SOURCE MATERIAL: Begin

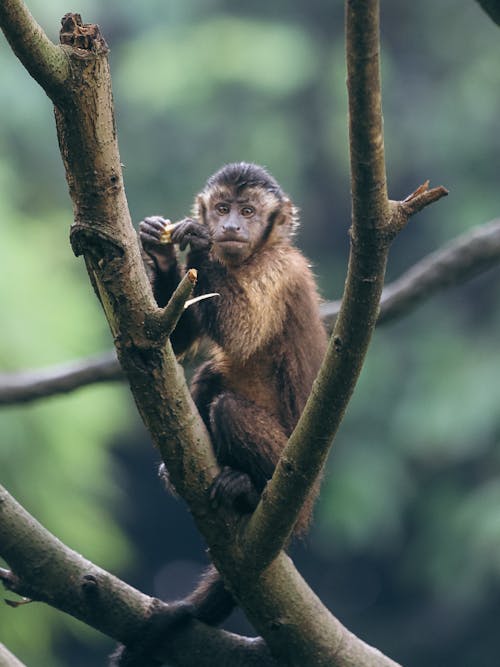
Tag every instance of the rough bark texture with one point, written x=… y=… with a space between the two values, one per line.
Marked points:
x=297 y=628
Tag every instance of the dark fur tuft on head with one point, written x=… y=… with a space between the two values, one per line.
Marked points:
x=241 y=175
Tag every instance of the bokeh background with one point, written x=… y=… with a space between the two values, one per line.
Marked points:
x=405 y=548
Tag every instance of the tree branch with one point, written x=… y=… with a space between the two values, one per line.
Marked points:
x=7 y=659
x=376 y=221
x=27 y=386
x=160 y=323
x=46 y=570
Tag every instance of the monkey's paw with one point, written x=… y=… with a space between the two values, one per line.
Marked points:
x=234 y=488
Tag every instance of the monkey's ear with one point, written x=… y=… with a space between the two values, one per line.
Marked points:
x=200 y=209
x=287 y=214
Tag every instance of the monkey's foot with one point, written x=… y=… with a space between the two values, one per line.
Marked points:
x=234 y=488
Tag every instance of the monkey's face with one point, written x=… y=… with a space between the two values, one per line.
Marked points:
x=241 y=222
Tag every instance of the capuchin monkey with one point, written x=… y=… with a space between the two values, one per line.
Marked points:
x=266 y=340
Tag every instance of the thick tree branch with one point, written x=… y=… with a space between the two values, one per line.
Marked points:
x=46 y=570
x=7 y=659
x=463 y=258
x=47 y=63
x=492 y=8
x=376 y=221
x=160 y=323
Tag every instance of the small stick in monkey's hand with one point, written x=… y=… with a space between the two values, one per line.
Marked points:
x=166 y=236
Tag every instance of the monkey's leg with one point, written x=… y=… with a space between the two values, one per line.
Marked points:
x=248 y=442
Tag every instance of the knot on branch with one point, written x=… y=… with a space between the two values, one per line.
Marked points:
x=85 y=36
x=402 y=211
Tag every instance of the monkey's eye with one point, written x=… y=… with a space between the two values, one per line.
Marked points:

SOURCE MATERIAL: End

◆ DIRECTIONS FOR THIS TASK: Whenever the string "tree" turns up in a line of the data, copy that line.

◆ ANSWER BOX:
Tag every instance of the tree branch with one point, written x=… y=… with a space between the two values, one per line.
Tag every instance of the thick tree branch with one point, written x=… y=… with a space between the two values, one per line.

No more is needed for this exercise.